» **Instructions for the task**
Which lines run from the one containing "Target: white tile wall" to the end of the entries? Quote them exactly, and nothing else.

[Extracted entries Boundary: Start]

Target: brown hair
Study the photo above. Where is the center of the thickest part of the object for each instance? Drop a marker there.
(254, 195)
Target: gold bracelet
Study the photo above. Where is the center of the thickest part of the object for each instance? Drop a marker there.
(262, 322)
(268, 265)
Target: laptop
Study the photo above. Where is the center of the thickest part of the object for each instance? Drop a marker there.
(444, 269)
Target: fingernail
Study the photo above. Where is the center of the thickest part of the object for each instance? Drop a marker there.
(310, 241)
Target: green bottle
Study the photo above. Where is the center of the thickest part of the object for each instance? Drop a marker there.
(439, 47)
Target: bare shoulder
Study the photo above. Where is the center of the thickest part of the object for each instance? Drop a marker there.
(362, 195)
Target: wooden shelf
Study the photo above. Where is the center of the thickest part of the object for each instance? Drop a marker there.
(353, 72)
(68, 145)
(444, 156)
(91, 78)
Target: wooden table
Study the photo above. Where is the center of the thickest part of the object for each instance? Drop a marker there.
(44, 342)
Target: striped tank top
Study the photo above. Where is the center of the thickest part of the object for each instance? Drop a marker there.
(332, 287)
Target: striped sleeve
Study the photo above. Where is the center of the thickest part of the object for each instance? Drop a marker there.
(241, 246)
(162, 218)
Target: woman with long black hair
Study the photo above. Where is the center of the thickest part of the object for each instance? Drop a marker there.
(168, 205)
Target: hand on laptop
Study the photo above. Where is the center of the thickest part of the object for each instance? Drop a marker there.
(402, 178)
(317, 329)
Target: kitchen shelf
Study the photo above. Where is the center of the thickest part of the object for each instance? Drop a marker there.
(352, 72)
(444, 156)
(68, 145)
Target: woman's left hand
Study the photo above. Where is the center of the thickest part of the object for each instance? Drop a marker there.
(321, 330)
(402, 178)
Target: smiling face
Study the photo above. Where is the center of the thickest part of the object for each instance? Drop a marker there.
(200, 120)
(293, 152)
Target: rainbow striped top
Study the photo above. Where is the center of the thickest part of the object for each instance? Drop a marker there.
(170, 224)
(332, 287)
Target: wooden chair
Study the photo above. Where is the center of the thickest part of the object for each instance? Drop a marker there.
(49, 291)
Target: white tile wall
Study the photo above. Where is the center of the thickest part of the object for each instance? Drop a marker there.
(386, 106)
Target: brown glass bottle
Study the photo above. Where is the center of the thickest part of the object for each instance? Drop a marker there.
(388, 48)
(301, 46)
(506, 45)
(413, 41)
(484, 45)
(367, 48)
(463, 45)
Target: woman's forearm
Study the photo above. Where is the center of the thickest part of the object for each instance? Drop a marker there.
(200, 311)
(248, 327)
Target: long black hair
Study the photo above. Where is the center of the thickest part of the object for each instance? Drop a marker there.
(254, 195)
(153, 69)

[Extracted entries Boundary: End]

» **Solution to the exercise**
Target: white tile wall
Study the photo above. Where is the center of the thickest part of the object for each instance? Drop a marker there.
(386, 106)
Target: brown glass bottle
Study the photo above. Where is the center of the thickest part of the object for each instance? Drop a marker there.
(388, 48)
(301, 46)
(506, 45)
(413, 41)
(484, 45)
(367, 48)
(463, 45)
Target: woman's forearm
Study the photo above. Where is the center of the thickest part of the object for each instance? Drop a marker there.
(200, 311)
(248, 327)
Target: long black hair
Study the photo above. Where is the center of the thickest part of the object for each instance? Drop a marker there.
(254, 195)
(153, 69)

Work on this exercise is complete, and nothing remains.